When you reach the line containing "Target: row of icicles", include it and stop; until then, return each line of the material exactly, starting with the first.

▶ _DATA_
◇ ◇ ◇ ◇ ◇ ◇ ◇

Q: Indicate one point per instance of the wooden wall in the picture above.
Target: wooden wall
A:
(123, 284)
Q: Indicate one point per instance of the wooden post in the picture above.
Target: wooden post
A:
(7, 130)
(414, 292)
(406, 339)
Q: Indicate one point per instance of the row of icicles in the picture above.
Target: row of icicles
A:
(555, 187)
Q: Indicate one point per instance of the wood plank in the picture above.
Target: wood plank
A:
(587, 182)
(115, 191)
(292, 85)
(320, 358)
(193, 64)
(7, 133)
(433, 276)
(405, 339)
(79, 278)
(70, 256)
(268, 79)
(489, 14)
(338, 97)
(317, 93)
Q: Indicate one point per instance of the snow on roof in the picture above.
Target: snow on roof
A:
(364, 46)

◇ ◇ ◇ ◇ ◇ ◇ ◇

▶ _ANSWER FOR THIS EXERCISE_
Q: Indicate one point per instance of the wooden wall in the picture above.
Target: wooden wall
A:
(123, 284)
Q: Indicate one point per instance of the wooden post in the picture above.
Target: wooden post
A:
(7, 130)
(414, 292)
(406, 339)
Q: Indicate one point per instance of the row of icicles in the picture above.
Target: row of icicles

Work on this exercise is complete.